**YOUR OBJECTIVE**. Skip the images and copy each record exactly as written.

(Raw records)
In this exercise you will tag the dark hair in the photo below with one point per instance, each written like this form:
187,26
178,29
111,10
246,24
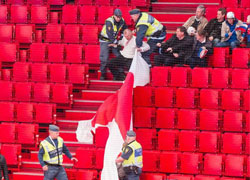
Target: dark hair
223,11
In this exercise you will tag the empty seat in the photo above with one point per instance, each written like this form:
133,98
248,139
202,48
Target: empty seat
167,139
187,119
38,52
219,78
53,33
234,165
200,77
57,73
213,164
179,77
19,14
6,33
169,162
240,79
186,98
165,118
209,142
159,76
39,14
69,14
7,110
56,53
230,99
39,72
232,143
74,53
71,33
24,112
164,97
22,91
90,34
6,90
87,14
144,117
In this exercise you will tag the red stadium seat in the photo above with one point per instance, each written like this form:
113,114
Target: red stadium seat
234,165
240,62
213,164
233,121
200,77
39,14
8,52
6,33
167,139
7,110
3,14
8,131
56,53
188,141
169,162
6,90
146,137
150,160
45,113
189,163
165,118
144,117
39,72
159,76
232,143
37,52
22,91
57,73
186,98
104,12
187,119
77,73
53,33
71,33
19,14
240,79
24,112
74,53
209,142
230,99
69,14
179,77
90,34
164,97
209,98
87,14
41,92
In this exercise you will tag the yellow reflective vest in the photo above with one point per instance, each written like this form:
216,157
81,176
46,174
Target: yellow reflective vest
51,155
136,157
153,24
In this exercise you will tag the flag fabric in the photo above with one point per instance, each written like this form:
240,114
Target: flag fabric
116,114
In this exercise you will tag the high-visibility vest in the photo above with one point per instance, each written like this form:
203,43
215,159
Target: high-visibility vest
51,156
136,157
115,28
153,24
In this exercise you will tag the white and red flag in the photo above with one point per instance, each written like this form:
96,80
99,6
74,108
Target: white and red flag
116,114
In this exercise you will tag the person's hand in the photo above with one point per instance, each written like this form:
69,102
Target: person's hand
176,55
45,168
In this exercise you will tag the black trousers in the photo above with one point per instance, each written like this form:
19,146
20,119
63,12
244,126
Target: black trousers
117,66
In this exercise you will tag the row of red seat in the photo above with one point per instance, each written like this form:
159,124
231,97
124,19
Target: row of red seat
36,92
200,77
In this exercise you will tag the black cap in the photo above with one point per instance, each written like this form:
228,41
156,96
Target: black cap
118,12
134,11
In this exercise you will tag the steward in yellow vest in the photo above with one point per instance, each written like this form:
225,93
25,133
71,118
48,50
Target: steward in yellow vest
131,157
50,155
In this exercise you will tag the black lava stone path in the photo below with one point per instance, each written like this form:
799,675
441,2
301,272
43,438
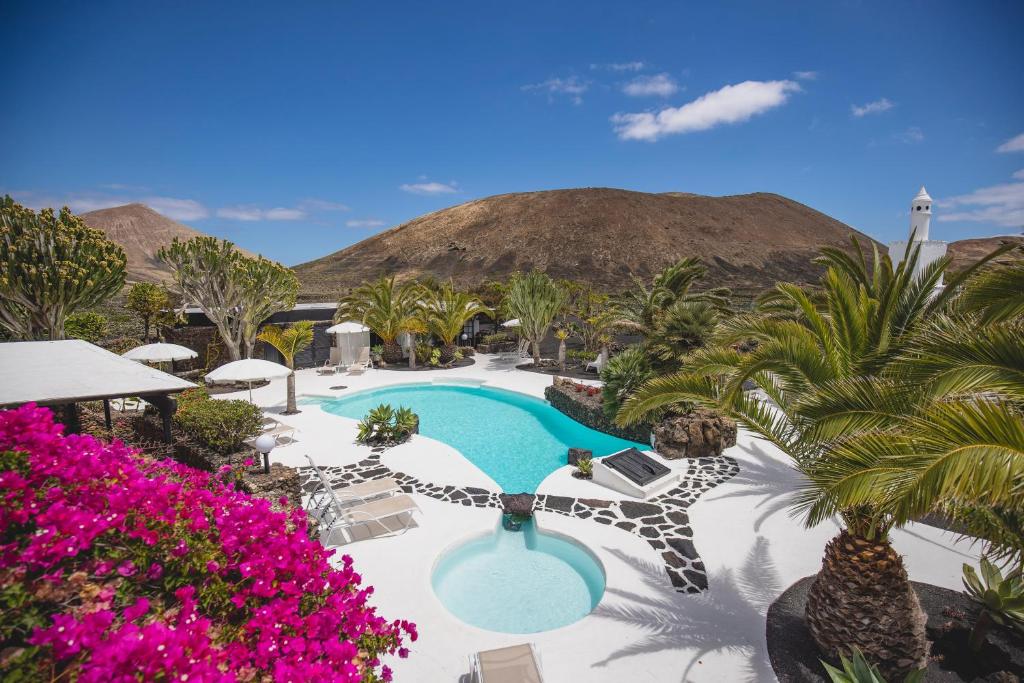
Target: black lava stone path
662,521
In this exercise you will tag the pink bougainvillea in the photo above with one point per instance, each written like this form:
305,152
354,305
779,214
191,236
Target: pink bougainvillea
116,567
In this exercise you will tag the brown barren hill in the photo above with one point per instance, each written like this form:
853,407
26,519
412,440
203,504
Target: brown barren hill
600,236
966,252
141,231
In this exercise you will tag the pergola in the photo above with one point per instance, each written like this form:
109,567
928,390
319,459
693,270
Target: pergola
70,372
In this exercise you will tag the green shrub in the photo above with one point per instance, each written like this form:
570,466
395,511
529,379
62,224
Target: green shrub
580,356
387,425
585,467
88,325
622,376
495,337
221,425
858,670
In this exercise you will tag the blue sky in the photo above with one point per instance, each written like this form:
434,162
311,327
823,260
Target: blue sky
295,129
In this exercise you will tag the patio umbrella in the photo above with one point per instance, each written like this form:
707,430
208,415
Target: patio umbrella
248,370
351,337
160,353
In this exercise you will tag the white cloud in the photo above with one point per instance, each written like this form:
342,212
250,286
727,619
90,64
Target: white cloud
1013,144
621,67
1000,205
732,103
878,107
365,222
911,135
430,187
571,86
660,84
322,205
251,213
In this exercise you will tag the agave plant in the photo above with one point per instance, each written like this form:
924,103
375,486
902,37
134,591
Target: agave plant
1001,599
858,670
820,358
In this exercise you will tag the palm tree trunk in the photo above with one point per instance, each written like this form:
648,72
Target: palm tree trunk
862,597
392,352
448,353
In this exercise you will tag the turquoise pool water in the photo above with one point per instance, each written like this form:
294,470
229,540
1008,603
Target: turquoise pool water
516,439
518,582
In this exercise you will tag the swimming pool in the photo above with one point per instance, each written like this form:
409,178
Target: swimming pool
516,439
518,582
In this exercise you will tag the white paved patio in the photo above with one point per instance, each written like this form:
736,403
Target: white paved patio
642,630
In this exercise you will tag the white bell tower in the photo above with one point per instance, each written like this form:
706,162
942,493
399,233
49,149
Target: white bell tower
921,219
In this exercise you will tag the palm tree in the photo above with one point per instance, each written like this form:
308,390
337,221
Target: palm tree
536,300
673,317
810,348
446,311
289,342
389,309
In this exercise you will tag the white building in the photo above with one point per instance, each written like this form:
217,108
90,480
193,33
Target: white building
921,218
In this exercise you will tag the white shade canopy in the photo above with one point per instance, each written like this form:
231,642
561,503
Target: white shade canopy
160,353
248,370
347,328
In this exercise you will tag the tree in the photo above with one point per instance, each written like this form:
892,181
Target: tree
811,348
389,309
446,312
536,300
236,292
673,317
51,265
147,300
289,342
87,325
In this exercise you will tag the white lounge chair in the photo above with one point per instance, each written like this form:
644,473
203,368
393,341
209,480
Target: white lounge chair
361,364
518,664
598,364
340,509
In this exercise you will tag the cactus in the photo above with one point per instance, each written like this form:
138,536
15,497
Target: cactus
51,265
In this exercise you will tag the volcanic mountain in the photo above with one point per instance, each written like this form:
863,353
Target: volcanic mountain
140,231
600,236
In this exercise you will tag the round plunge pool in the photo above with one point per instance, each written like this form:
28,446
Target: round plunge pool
518,582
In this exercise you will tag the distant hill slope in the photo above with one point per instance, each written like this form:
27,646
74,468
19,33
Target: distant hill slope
141,231
601,236
966,252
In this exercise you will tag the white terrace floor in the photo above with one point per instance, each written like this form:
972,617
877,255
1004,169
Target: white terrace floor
642,630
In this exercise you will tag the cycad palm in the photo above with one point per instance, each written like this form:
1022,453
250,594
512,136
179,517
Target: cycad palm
289,342
446,313
535,299
814,350
389,309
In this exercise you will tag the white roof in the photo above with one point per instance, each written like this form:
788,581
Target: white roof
72,370
248,370
347,328
160,352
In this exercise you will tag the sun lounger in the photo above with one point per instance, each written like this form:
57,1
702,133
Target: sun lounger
333,510
518,664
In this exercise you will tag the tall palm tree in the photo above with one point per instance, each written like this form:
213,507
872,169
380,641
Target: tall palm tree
536,300
289,342
810,347
446,312
389,309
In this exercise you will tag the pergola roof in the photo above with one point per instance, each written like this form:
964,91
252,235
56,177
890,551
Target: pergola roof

**REPLY**.
In this exercise you will tag the dark hair in the photo below with one point per instance, each written like this form:
187,26
178,29
111,10
246,24
Target: dark hair
223,11
In this exercise you will tag the empty seat in the photo above with one point per instance, each written like this form:
133,98
248,139
202,48
Target: empty seat
167,139
187,119
38,52
219,78
53,33
234,165
200,77
57,73
213,164
179,77
19,14
6,33
169,162
240,79
186,98
165,118
209,142
159,76
39,14
69,14
7,110
56,53
230,99
39,72
232,143
74,53
71,33
24,112
164,97
22,91
90,34
6,90
87,14
144,117
In this exercise you will tag the red stadium seat in the photo above with one point per instance, each written like this form:
113,114
Target: red stadium seat
234,165
240,62
213,164
233,121
200,77
39,14
8,52
6,33
167,139
7,110
3,14
8,131
56,53
188,141
169,162
6,90
146,137
150,160
45,113
189,163
165,118
144,117
39,72
159,76
232,143
37,52
22,91
57,73
186,98
104,12
187,119
77,73
53,33
71,33
19,14
240,79
24,112
74,53
209,142
230,99
69,14
179,77
90,34
164,97
209,98
87,14
41,92
In this exercise you will tag the yellow reflective vest in the photo above with one point per instance, each written like this form:
216,157
81,176
46,174
Target: yellow reflective vest
51,155
136,157
153,24
In this exercise you will tag the flag fabric in the photo above with one point per instance, each written like this form:
240,114
Target: flag fabric
116,114
In this exercise you will tag the high-visibility vest in the photo above with one point per instance, each written like this form:
203,43
215,159
Target: high-visibility vest
51,156
136,157
115,28
153,24
In this exercise you will tag the white and red flag in the photo above with one point per instance, each written like this form:
96,80
99,6
74,108
Target: white and red flag
116,114
In this exercise you will tag the person's hand in the photo above with one point per instance, each written like this form:
69,102
Target: person's hand
176,55
45,168
In this exercise you will tag the black trousers in the photo above with one point per instance, each written like this form:
19,146
20,119
63,12
244,126
Target: black trousers
117,66
In this exercise you will tag the row of red seat in the photo above with one point per instance, each written like this form:
159,124
231,97
124,19
Target: row of red seat
36,92
200,77
In this exercise you will tag the black cap in the photo above with one point per instance, each written like this form:
228,41
156,96
Target: black cap
118,12
134,11
In this exercise you will tag the steward in yellow vest in the photo above with one point per instance, each written like this form:
225,93
25,133
71,118
48,50
Target: steward in yellow vest
131,157
50,155
In this exercise you will tag the black lava stone path in the photo below with one point per instance, each written like this form:
799,675
441,2
301,272
43,438
Target: black lava stone path
662,521
In this exercise you will tag the pink bougainvillea in the photo above with one point per instance, each written like this form:
305,152
354,305
779,214
191,236
Target: pink bougainvillea
116,567
In this exercise you will tag the brown barren hill in the photo above with one point per instance, each written like this form:
853,407
26,519
412,440
203,504
Target: brown barren hill
600,236
966,252
141,231
In this exercise you will tag the pergola in the photo above with one point per instance, each written like this form:
109,567
928,390
319,459
693,270
Target: pergola
70,372
In this exercise you will tag the green shrub in the photo above with one point per instance, each written like this form:
570,466
395,511
529,379
62,224
Target: green shrub
580,356
387,425
585,467
88,325
622,376
495,337
221,425
858,670
In this exercise you will tag the blue sky in the photo above with one point per instance, each written like this form:
434,162
311,327
823,260
Target: blue sky
295,129
In this exercise you will tag the patio umbrella in the photo above with one point per instance, each written like this form:
707,430
208,415
Target: patio umbrella
248,370
351,337
160,353
In this exercise you will tag the white cloud in the photo above with one point per instance, each written like this form:
342,212
250,286
727,619
90,64
Target: white cloud
1013,144
621,67
1000,205
732,103
878,107
365,222
911,135
430,187
571,86
660,84
322,205
251,213
In this exercise you will tag the agave plant in the photo above with one point per instance, each written like this form:
924,103
375,486
902,37
134,591
Target: agave plant
1001,599
858,670
820,358
In this exercise you will tag the palm tree trunk in the photo above with one point per instance, each written like this form:
648,72
Target: palm tree trunk
862,597
392,352
448,353
In this exercise you will tag the turquoise pool water in the photo above with one point per instance, each written like this form:
294,470
229,540
1008,603
Target: turquoise pool water
516,439
518,582
In this exercise you will tag the swimming pool in the photo above with one point per instance, each written like this form:
409,178
Target: swimming pool
516,439
518,582
In this exercise you will tag the white paved patio in the photo above with one point per instance, each written like this form:
736,403
Target: white paved patio
642,630
In this exercise you will tag the white bell tower in the photo above with one point per instance, each written like this form:
706,162
942,493
399,233
49,149
Target: white bell tower
921,219
In this exercise you will tag the palm tree in the photo above with one point per instance, each written like this form:
308,390
337,221
Target: palm tree
536,300
673,317
810,348
446,311
289,342
389,309
In this exercise you will tag the white building in the photo above with one point per instance, each written like this form:
217,108
90,480
193,33
Target: white building
921,218
In this exercise you will tag the white shade canopy in the photo above with one point per instance, each written like this form:
231,642
561,503
Target: white shade canopy
160,353
248,370
347,328
In this exercise you will tag the tree in the photo above with one point per instance, each written like this form:
892,181
Target: tree
811,348
389,309
446,312
536,300
236,292
673,317
51,265
147,300
289,342
87,325
In this exercise you will tag the white lounge chair in the photo above with one point per instance, each written like this form:
644,473
203,368
393,341
209,480
Target: white lounge chair
361,364
518,664
598,364
340,509
In this exercise you will tag the cactus in the photo above with one point per instance, each written like this form:
138,536
15,497
Target: cactus
51,265
In this exercise you will tag the volcanic mountain in the photo above with one point per instance, each written like this form:
863,353
Target: volcanic mountain
140,231
600,236
In this exercise you will tag the round plunge pool in the photo above with one point per instance, each written like this form:
28,446
Target: round plunge pool
518,582
In this exercise you will tag the distant hill slope in the photo above with one point per instance, each written like this form:
27,646
74,468
19,33
Target: distant hill slope
141,231
601,236
966,252
In this exercise you will tag the white terrace floor in the photo above with one point per instance, each written like this form:
972,617
877,255
1004,169
Target: white terrace floor
642,630
In this exercise you will tag the cycad palm in the photo above with one point per instance, each written like this form:
1022,453
250,594
512,136
179,517
Target: cycad palm
289,342
446,313
535,299
814,350
389,309
In this exercise you will tag the white roof in the photo above with one point per instance, each written like this form:
788,581
Target: white roof
72,370
248,370
347,328
160,352
In this exercise you will tag the sun lounger in the photo above with one point per instance, each written like this form:
57,1
702,133
Target: sun lounger
333,510
518,664
In this exercise you will tag the tall palm tree in the photo above with one point per instance, each written like this form:
213,507
872,169
380,641
Target: tall palm tree
536,300
289,342
810,347
446,312
389,309
In this exercise you will tag the pergola roof in the photo above with one point per instance, each written like this form:
964,91
252,235
56,177
890,551
Target: pergola roof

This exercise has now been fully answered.